→ Text extract:
☆ ☆ ☆
I never studied a foreign language in school, but my kids did. My son took two years of French in high school and my daughter two years of Spanish. When they both chose not to sign up for a third year I wondered why. Then I reflected back on every new thing I’d learned and how in the beginning when we still have what my husband Steve calls “beginner’s mind” learning is easy. But the deeper you get into a subject, the more difficult it becomes.
In trying to figure out why we humans so often quit when the going gets tough – I wondered if perhaps some minds are only capable of storing a certain amount of information. But I no longer wonder that. I now believe that it’s easier for new information to find the right passage-ways in the brain if it's similar information to something we already know. Then the new information can follow frequently used neural pathways which makes learning easier. For instance, someone who is a gardener/landscaper is used to creating patterns of beauty, so a jump to interior design may not be that difficult. They’ve most likely developed an ability to visualize attractive patterns that are pleasing to the eye outdoors, and that ability may more easily be transferred to interior decorating. If someone learns one of the romance languages like Spanish, Italian or French, it’s been said that it’s fairly easy to learn the other ones since the roots of those languages are the same. But to add a language with no root similarities such as going from Spanish to Japanese requires us to form completely new neural pathways. It’s when we get to the point where these new pathways in our brains must be formed that we tend to want to give up.
I have always sensed energy. For as long as I can remember when I look at a person, even though I may notice their appearance or what they are wearing, what I walk away with is what their energy felt like to me. I’ve met people for the first time who were dressed to the nines, perfect features, impeccable make-up and hair with everything anyone could want to appear professional, classy, and sophisticated. But their energy felt cold and shallow. On the other hand, I’ve stopped to give a beggar some money and saw in their eyes what felt like the windows of heaven. In other words, the world of energy and metaphysics is and always has seemed fairly natural to me.
However, doing the work in the structured environment of a classroom I’m now at the point where I’m being asked to form new neural pathways in my brain. And to be perfectly honest, the last few months I’ve been moving slowly forward kicking and screaming. I used to rattle off ideas to others about the chakras, about interacting with the spirit world, about auras and vibrational resonance without batting an eye. I’d always had a natural affinity for it and when I’d have a new experience I would research and study on my own what it meant. Back in the 70’s I became intrigued with the lines of the hands. That led me to learning palmistry and I bought every book I could find on the subject. But until now I’ve never had a teacher.
☆ ☆ ☆
→ Entries from a point annotation set:
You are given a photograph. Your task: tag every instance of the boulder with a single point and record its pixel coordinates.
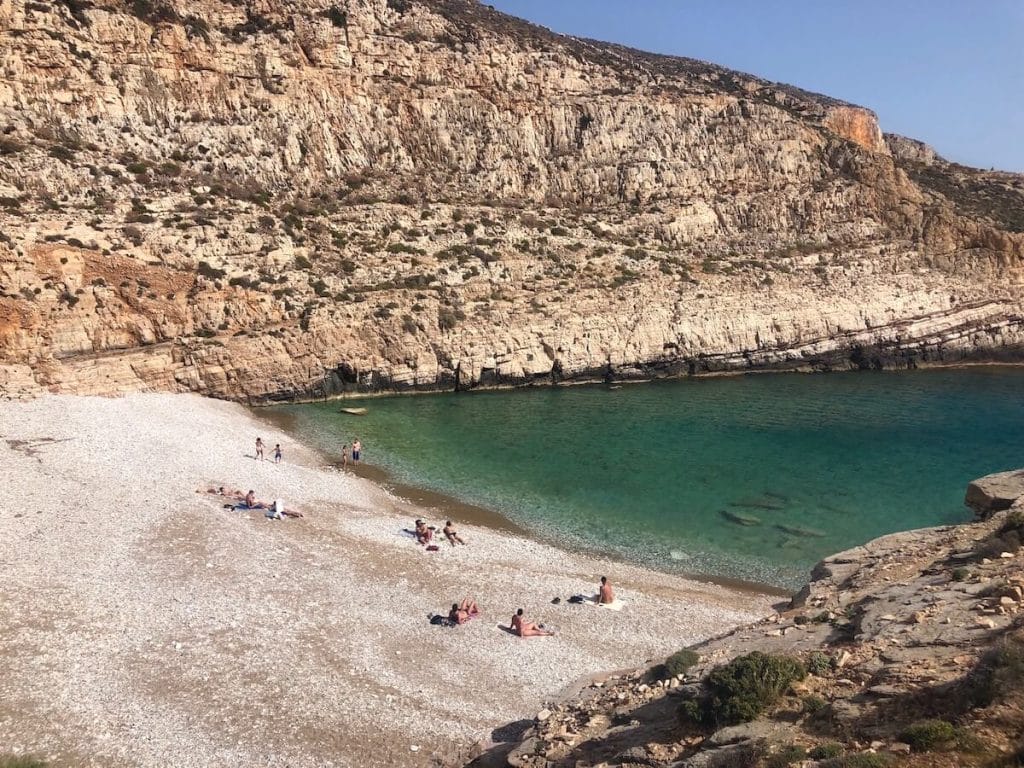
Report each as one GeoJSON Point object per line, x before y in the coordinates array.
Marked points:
{"type": "Point", "coordinates": [994, 493]}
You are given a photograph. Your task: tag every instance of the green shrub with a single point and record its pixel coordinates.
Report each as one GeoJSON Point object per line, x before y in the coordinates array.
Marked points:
{"type": "Point", "coordinates": [785, 757]}
{"type": "Point", "coordinates": [999, 672]}
{"type": "Point", "coordinates": [927, 735]}
{"type": "Point", "coordinates": [206, 269]}
{"type": "Point", "coordinates": [826, 751]}
{"type": "Point", "coordinates": [680, 662]}
{"type": "Point", "coordinates": [818, 664]}
{"type": "Point", "coordinates": [811, 705]}
{"type": "Point", "coordinates": [742, 689]}
{"type": "Point", "coordinates": [446, 318]}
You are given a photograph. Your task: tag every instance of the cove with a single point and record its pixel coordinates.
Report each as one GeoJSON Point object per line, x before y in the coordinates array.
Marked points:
{"type": "Point", "coordinates": [751, 477]}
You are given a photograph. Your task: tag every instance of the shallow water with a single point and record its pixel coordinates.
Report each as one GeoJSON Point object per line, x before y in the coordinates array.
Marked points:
{"type": "Point", "coordinates": [751, 477]}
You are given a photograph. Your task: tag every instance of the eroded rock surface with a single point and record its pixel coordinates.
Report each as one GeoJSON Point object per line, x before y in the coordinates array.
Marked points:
{"type": "Point", "coordinates": [911, 627]}
{"type": "Point", "coordinates": [268, 200]}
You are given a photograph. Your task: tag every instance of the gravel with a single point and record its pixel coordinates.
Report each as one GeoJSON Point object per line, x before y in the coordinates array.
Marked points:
{"type": "Point", "coordinates": [144, 625]}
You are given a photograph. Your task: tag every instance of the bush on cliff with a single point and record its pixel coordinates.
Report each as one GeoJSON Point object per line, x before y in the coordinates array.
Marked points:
{"type": "Point", "coordinates": [742, 689]}
{"type": "Point", "coordinates": [927, 735]}
{"type": "Point", "coordinates": [998, 674]}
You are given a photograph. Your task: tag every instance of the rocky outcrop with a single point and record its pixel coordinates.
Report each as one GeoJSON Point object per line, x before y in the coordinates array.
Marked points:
{"type": "Point", "coordinates": [907, 629]}
{"type": "Point", "coordinates": [267, 201]}
{"type": "Point", "coordinates": [994, 493]}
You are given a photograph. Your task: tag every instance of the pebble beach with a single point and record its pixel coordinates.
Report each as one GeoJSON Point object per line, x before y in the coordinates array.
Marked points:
{"type": "Point", "coordinates": [145, 625]}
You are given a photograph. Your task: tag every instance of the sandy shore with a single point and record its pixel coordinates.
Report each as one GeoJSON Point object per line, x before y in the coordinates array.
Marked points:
{"type": "Point", "coordinates": [143, 625]}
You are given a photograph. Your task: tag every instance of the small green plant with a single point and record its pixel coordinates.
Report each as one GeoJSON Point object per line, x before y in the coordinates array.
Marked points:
{"type": "Point", "coordinates": [785, 757]}
{"type": "Point", "coordinates": [818, 664]}
{"type": "Point", "coordinates": [206, 269]}
{"type": "Point", "coordinates": [928, 735]}
{"type": "Point", "coordinates": [826, 751]}
{"type": "Point", "coordinates": [446, 318]}
{"type": "Point", "coordinates": [999, 673]}
{"type": "Point", "coordinates": [742, 689]}
{"type": "Point", "coordinates": [681, 662]}
{"type": "Point", "coordinates": [811, 705]}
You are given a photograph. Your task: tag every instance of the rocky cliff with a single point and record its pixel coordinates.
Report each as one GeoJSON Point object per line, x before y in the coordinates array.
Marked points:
{"type": "Point", "coordinates": [907, 651]}
{"type": "Point", "coordinates": [262, 200]}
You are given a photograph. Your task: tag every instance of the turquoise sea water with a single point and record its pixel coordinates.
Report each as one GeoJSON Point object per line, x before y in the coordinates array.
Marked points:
{"type": "Point", "coordinates": [751, 477]}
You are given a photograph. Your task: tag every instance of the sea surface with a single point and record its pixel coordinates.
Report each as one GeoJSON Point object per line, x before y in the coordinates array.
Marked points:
{"type": "Point", "coordinates": [753, 477]}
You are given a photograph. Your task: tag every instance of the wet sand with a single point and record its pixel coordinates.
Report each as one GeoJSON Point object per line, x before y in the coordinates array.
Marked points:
{"type": "Point", "coordinates": [144, 625]}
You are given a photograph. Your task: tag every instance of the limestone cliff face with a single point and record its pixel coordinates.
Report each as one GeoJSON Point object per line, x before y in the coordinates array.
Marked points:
{"type": "Point", "coordinates": [263, 199]}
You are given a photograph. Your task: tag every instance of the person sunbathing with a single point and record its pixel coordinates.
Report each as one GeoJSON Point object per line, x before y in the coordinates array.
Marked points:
{"type": "Point", "coordinates": [522, 628]}
{"type": "Point", "coordinates": [423, 534]}
{"type": "Point", "coordinates": [465, 611]}
{"type": "Point", "coordinates": [451, 535]}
☆ ☆ ☆
→ What is expected:
Continue the essay on learning and sensing energy, starting right after its final sentence. The items above are separate from the essay and are not part of it.

→ Response to this exercise:
Learning to do this work from a place of integrity, without the frequent nonsense that comes from the mind/ego has been the biggest learning curve of my life. The ego is just our filing system and survival buddy to help us navigate the material world. If we don’t learn to get in touch with the higher part of ourselves, that unseen part that is eternal, what may come out of our mouth will be based solely on making ourselves look good for the gratification of our own ego. So whether we are seeking the advice of a psychic to help us make an important decision, or whether we are the one giving a reading to someone who has put their faith in us, the ego must be shelved for the period of time when we are seeking answers from that higher place. However, it’s difficult to get those answers when we are wearing full blown heavy weight emotional armor.
The armor that we create to protect ourselves (usually from ourselves) often keeps us from getting to the root of what is holding us back from fulfilling our dreams. When we experience trauma of any kind, we begin to erect an invisible shield to protect ourselves from that ever happening again. The more traumas we encounter, the stronger our shield becomes. In reality, however, what we are actually doing is cutting ourselves off from the emotions that are necessary for dealing with the heavy ball and chain of trauma. In order to tear down that wall we’ve built, we first must go in and explore each issue that caused us pain and release it. That’s where the fun begins. NOT!
The first few months of the Clairvoyant Intuitive class I’m taking was easy. Having had many, what some would call, mystical experiences made it seem like returning to first grade after graduating elementary school. Then we got into some new information that I’d never considered before, like the possibility of parallel lives. But the information was similar to my already formed belief in alternate universes coexisting with out own, so it was easy for me to process it through familiar neural pathways. However, the learning curve came when I was asked to apply this gift in a practical way; by doing actual readings on strangers.
Up until this point information had come to me randomly. A thought would pop into my mind about someone and I would have a sense they were sick or going through tough times and then I would find out I was right. Or the last few years I’ve felt natural disasters prior to their happening, and the more intense the disaster, the worse I felt prior. There have been times when spirits have needed messages relayed to loved ones and there was a sense of urgency, so I would leave my comfort zone and relay the message. But normally I never offer this information unsolicited.
Learning to hone that process so I can replicate it on demand when someone wants a reading, is like taking my third and fourth year foreign language class. I have no neural pathways formed already to help me handle the release of 58 years of emotional baggage. And in order to be a good reader your own aura field needs to be clear. Over the years I have built my armor wall brick by brick thinking that I was keeping the bad stuff out. Now, as I realiize that all I’ve done is put up emotional barriers to keep people out, taking off that armor is scary and sometimes feels like I might die. But as each layer falls my heart opens a little more allowing for a deeper and more beautiful connection to others. And it’s that connection that allows us to intuit the patterns in another’s life that may be holding them back as well. It’s where good clairvoyants and psychics serve an invaluable service. They see into and beyond the walls that we erect for what we believe is self preservation. And if they are really good, they help us dismantle those walls so we can find our own true inner voice and hear the answers we need ourselves.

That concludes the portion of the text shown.